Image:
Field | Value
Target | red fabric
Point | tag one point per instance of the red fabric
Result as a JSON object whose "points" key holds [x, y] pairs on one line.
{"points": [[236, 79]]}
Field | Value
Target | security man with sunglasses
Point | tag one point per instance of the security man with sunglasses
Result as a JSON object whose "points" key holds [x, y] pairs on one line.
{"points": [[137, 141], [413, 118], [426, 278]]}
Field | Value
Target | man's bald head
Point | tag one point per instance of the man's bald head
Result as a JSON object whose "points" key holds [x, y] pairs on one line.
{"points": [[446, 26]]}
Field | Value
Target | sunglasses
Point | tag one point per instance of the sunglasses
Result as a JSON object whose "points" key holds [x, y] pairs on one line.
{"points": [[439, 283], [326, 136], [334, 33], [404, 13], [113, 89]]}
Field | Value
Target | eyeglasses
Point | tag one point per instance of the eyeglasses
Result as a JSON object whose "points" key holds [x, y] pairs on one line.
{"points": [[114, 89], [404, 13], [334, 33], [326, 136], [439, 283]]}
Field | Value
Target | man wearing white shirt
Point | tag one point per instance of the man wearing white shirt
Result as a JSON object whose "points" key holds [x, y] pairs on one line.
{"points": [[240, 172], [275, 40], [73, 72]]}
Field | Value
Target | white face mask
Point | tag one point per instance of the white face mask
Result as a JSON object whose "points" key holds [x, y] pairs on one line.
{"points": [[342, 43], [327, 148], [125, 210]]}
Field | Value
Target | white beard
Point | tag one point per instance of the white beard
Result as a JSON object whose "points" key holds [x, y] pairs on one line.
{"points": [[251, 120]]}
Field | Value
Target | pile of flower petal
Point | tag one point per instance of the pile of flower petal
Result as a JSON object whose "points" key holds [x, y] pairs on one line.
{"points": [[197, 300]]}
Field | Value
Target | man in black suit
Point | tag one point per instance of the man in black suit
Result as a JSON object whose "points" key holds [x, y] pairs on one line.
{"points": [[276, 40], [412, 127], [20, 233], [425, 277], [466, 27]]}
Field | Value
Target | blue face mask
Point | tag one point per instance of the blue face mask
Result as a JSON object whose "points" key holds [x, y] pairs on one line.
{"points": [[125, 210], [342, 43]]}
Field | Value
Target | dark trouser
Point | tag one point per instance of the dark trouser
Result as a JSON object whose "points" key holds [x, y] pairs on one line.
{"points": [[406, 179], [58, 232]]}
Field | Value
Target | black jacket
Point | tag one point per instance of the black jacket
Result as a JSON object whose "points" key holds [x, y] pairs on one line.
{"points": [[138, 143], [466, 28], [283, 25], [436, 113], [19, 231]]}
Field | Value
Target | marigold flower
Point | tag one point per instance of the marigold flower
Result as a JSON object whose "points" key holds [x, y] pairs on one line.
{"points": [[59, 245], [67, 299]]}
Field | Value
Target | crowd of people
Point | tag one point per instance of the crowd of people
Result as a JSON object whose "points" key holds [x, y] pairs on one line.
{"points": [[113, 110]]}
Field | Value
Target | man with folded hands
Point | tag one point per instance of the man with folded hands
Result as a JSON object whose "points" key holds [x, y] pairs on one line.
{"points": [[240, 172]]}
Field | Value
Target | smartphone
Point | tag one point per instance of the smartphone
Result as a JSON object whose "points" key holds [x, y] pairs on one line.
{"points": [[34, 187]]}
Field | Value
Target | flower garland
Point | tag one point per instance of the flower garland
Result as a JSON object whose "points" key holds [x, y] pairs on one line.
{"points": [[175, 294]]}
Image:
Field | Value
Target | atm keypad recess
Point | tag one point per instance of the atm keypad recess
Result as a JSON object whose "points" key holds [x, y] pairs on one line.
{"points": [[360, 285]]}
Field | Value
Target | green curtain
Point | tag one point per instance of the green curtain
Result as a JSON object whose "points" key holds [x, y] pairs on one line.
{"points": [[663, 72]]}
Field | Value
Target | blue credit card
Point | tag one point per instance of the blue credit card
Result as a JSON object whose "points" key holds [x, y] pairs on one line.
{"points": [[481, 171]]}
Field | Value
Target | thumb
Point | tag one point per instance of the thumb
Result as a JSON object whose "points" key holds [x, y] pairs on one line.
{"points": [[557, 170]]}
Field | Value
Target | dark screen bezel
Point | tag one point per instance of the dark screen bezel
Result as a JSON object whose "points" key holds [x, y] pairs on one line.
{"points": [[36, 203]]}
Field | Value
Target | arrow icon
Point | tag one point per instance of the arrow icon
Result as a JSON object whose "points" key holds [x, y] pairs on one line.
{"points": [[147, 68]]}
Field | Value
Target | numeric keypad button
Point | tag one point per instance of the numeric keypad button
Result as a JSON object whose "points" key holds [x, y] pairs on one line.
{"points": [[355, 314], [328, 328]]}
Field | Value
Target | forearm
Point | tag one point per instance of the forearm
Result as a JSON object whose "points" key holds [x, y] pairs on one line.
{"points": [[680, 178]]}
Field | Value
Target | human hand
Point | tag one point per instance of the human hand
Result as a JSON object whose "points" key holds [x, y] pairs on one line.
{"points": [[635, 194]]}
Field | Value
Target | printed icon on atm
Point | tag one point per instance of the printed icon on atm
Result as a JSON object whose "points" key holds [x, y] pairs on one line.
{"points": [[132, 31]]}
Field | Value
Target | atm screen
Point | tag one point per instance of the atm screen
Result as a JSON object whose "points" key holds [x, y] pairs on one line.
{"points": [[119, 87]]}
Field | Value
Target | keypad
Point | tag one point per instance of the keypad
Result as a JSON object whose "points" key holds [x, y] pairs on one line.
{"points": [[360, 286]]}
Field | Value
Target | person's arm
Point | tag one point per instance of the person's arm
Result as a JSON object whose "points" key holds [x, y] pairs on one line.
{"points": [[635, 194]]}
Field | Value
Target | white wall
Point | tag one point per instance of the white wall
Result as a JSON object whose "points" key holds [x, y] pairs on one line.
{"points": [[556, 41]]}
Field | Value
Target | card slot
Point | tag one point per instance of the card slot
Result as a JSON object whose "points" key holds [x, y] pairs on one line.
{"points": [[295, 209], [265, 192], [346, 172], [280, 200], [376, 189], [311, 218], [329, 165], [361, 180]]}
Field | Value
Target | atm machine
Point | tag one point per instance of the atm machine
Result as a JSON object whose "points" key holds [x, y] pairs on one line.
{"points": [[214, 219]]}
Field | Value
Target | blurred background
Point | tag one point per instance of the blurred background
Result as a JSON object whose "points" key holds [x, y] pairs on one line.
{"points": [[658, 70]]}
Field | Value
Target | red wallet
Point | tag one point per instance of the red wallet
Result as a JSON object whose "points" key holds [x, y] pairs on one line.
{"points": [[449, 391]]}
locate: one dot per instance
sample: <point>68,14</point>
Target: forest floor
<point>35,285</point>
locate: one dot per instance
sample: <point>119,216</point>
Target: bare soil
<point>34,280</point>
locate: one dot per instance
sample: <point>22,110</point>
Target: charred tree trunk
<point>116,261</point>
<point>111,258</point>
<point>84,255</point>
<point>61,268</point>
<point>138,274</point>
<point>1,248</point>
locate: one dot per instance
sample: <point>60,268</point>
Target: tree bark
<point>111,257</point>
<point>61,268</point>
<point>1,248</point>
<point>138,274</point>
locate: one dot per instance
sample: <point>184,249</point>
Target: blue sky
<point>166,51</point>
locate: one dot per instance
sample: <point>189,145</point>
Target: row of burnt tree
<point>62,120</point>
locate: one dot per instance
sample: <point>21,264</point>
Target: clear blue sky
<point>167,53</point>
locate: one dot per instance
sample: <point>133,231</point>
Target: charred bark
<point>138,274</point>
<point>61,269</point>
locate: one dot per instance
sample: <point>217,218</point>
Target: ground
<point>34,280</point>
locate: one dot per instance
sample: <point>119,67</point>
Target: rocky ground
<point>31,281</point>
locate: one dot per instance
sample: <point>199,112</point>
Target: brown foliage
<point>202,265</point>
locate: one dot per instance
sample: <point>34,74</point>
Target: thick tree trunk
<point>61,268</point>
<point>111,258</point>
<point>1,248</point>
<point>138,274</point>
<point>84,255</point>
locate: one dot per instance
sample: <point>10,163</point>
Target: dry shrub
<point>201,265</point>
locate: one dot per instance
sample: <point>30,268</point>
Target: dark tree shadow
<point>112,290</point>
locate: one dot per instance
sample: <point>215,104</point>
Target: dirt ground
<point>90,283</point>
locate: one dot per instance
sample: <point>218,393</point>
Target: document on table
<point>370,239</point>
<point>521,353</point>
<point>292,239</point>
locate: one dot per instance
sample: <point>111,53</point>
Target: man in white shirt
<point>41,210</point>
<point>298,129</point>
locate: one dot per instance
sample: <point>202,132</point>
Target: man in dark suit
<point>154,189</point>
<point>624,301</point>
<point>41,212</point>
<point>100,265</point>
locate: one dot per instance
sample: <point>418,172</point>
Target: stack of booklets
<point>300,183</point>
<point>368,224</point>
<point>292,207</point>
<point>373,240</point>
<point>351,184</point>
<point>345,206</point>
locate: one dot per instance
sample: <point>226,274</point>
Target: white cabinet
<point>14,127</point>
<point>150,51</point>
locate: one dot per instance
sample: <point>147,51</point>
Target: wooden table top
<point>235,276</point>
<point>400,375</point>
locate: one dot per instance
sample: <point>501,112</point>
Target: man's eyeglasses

···

▶ [WORK TO COMPLETE]: Lines in the data holding the word "flower": count them and say how many, nothing more.

▶ [RESULT]: 6